Problem details:
How many lines of the listing below contain the string "dark"? Reply with the number alone.

Location identification entries:

☆ ☆ ☆ ☆ ☆

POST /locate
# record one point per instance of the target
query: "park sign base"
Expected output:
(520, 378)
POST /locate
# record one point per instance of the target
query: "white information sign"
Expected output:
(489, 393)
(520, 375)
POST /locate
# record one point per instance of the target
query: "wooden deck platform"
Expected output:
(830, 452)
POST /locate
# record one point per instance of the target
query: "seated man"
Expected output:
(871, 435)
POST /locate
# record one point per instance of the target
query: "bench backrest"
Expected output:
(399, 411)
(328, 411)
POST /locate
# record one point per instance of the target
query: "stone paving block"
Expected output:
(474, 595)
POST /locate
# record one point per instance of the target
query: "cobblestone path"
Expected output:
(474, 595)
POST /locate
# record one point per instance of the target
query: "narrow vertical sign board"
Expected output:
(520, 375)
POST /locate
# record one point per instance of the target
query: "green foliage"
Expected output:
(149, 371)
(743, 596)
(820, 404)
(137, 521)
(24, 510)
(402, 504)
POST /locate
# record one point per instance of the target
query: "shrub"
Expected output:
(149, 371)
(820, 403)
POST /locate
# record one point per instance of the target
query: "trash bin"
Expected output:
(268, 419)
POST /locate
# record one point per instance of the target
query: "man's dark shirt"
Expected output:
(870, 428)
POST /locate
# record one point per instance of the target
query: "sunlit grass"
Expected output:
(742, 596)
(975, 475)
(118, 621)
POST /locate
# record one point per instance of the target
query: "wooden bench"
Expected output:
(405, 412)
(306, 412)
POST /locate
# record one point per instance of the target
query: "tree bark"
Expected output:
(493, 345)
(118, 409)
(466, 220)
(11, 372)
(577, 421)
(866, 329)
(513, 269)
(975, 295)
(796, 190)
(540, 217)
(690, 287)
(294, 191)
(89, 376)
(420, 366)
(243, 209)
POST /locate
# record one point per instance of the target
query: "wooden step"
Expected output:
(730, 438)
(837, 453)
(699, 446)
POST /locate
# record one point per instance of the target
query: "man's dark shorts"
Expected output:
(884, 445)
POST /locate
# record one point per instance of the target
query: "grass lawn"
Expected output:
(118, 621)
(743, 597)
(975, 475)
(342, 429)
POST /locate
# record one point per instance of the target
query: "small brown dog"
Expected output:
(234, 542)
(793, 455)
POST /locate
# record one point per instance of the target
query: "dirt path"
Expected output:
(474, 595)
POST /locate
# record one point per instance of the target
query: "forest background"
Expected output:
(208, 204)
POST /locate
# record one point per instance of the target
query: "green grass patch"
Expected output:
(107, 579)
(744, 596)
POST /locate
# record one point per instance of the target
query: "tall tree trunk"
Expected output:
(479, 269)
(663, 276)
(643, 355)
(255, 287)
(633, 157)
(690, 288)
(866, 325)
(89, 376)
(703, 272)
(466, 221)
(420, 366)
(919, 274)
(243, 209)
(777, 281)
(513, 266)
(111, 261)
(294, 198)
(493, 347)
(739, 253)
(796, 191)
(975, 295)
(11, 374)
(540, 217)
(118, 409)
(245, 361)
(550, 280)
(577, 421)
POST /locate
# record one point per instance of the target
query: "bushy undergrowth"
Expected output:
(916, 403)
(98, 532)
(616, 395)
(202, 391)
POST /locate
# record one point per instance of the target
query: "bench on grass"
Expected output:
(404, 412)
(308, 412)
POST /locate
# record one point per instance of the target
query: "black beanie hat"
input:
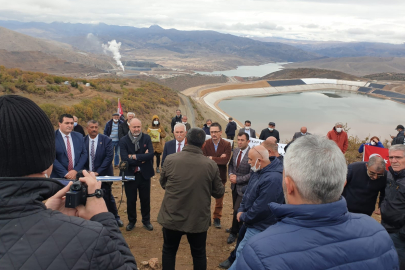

☆ ☆ ☆ ☆ ☆

Reply to the exercise:
2